- **STUDY MATERIAL**:
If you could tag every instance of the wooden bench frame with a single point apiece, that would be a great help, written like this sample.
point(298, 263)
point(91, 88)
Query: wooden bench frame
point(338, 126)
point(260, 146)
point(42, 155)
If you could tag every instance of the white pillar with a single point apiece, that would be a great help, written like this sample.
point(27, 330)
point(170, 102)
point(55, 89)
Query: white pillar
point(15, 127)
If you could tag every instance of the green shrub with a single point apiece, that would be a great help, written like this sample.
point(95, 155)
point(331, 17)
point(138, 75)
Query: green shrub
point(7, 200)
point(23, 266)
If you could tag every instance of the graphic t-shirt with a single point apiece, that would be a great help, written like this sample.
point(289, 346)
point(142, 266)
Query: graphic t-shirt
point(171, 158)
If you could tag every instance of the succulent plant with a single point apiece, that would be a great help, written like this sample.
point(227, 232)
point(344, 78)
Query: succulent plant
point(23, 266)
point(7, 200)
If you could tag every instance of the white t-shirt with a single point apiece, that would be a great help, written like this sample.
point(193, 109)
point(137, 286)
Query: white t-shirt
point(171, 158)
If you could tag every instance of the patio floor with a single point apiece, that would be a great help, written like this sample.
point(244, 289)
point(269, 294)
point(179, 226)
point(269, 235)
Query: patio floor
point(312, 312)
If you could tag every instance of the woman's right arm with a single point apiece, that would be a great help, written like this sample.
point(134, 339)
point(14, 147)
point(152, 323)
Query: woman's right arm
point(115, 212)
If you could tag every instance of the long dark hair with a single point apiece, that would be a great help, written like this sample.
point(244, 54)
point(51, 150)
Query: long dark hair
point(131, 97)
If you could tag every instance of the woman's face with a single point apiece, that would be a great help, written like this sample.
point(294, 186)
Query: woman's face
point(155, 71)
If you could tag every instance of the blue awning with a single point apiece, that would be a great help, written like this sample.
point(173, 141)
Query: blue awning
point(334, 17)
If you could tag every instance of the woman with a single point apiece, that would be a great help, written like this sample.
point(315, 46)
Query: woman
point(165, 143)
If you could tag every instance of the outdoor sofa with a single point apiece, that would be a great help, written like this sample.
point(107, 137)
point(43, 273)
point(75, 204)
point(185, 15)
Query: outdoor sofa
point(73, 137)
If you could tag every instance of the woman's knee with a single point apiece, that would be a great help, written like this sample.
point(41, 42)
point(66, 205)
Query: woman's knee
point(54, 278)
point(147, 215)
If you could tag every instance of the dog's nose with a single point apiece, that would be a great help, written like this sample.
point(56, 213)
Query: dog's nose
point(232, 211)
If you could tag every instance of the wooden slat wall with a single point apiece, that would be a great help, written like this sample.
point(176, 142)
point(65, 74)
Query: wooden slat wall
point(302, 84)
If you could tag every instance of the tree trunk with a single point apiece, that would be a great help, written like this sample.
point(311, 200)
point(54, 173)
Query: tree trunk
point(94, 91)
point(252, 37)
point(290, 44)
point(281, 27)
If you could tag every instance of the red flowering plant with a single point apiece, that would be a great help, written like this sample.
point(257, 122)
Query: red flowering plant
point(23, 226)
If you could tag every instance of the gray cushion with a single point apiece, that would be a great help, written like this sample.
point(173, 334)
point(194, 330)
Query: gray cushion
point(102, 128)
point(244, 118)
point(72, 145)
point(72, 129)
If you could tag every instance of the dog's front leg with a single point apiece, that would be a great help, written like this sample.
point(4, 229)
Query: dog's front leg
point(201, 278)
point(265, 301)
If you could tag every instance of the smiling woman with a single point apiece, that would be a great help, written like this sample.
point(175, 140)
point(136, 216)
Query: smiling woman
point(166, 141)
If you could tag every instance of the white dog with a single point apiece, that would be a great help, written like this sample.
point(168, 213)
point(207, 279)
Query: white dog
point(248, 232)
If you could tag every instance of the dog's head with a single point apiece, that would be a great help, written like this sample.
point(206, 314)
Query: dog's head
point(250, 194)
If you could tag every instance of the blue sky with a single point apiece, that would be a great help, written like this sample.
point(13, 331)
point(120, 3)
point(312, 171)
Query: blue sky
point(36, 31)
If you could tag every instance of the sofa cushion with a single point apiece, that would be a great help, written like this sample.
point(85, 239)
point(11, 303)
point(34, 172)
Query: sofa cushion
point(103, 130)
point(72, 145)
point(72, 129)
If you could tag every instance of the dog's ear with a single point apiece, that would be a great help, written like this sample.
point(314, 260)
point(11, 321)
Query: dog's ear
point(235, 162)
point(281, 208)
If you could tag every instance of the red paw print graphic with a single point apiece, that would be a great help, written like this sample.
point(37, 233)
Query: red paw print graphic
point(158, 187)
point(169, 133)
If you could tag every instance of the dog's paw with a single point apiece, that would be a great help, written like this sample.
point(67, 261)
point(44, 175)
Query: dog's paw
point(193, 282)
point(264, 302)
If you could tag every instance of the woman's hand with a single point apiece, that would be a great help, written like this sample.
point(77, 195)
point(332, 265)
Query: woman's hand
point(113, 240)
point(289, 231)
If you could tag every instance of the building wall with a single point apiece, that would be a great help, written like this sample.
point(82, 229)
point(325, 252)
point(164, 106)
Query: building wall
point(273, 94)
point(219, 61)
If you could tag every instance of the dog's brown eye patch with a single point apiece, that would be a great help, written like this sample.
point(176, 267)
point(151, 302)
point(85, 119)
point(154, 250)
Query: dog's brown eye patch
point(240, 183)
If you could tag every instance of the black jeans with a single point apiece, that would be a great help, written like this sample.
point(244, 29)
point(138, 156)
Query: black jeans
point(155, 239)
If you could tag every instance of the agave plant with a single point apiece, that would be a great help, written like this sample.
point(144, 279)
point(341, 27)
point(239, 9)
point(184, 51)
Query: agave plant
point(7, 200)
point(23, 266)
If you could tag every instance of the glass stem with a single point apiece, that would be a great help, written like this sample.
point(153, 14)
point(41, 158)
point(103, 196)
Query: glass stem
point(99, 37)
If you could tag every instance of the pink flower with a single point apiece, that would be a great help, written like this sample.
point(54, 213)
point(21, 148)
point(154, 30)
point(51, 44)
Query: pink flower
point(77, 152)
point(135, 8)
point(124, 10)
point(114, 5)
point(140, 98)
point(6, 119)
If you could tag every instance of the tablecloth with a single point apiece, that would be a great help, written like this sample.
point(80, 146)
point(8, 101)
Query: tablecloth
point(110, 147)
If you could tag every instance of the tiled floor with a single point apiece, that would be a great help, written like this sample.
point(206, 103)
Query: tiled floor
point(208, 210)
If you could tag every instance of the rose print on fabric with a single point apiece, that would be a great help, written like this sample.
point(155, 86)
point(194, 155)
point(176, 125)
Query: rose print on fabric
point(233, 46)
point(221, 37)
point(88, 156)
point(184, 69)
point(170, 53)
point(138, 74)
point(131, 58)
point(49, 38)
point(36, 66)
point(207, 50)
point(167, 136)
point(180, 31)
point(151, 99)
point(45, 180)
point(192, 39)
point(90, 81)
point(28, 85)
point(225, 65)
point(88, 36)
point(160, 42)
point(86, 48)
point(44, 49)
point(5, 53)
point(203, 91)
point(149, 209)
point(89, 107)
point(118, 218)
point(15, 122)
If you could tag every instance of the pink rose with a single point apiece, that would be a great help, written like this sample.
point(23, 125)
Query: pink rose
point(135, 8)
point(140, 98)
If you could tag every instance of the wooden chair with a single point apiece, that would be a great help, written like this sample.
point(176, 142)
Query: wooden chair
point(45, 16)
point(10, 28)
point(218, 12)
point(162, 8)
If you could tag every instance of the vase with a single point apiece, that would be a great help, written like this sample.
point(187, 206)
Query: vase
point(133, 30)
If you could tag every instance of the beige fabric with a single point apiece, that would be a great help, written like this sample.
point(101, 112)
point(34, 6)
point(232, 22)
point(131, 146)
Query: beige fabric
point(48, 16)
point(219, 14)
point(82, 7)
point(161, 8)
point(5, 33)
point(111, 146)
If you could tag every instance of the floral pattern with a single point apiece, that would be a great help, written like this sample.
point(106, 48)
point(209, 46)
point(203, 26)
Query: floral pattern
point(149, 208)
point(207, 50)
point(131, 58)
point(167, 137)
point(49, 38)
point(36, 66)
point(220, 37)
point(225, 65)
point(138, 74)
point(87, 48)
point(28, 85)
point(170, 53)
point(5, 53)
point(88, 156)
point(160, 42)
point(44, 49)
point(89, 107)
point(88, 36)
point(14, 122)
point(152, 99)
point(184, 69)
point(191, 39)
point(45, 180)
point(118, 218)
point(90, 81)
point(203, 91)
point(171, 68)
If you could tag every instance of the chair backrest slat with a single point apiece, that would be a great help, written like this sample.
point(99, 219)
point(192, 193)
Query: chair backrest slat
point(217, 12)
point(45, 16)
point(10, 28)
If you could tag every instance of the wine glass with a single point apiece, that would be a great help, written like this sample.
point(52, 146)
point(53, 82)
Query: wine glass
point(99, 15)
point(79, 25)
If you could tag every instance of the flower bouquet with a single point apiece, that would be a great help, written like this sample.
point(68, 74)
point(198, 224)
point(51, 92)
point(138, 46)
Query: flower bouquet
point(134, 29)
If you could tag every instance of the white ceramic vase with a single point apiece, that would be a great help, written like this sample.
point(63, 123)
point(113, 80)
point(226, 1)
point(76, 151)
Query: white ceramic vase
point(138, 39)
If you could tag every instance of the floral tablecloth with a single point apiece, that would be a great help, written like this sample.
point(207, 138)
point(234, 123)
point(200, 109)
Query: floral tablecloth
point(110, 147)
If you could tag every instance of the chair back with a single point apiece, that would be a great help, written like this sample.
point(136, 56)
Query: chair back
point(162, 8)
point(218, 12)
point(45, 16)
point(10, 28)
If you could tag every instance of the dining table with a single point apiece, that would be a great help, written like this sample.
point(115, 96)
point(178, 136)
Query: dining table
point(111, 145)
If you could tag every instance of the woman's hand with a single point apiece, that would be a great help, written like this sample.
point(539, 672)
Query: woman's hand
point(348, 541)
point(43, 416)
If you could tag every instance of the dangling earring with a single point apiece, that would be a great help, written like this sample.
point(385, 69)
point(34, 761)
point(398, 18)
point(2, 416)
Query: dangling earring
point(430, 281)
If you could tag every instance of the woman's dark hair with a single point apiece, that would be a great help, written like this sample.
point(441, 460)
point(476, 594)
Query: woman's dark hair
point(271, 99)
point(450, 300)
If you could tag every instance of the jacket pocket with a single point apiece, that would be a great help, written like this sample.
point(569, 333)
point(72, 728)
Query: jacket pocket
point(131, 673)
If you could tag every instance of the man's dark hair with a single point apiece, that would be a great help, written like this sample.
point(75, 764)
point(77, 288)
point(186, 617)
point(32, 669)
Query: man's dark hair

- **PROMPT**:
What you retype should run from the first line of the entries above through the line containing "point(142, 266)", exactly and in full.

- **RESULT OF THE EXERCISE**:
If you could tag every instance of the wooden bench frame with a single point apiece, that would be a great help, written like this sample.
point(298, 263)
point(91, 88)
Query: wooden bench frame
point(338, 126)
point(260, 146)
point(42, 155)
If you could tag every instance of the white pillar with a single point apiece, that would be a great help, written like this sample.
point(27, 330)
point(170, 102)
point(55, 89)
Query: white pillar
point(15, 127)
If you could tag every instance of the green shrub with a single point apiece, that would be a great help, written like this sample.
point(95, 155)
point(331, 17)
point(138, 75)
Query: green shrub
point(7, 200)
point(23, 266)
If you could tag every instance of the graphic t-shirt with a single point apiece, that would be a great help, written like this sample.
point(289, 346)
point(142, 266)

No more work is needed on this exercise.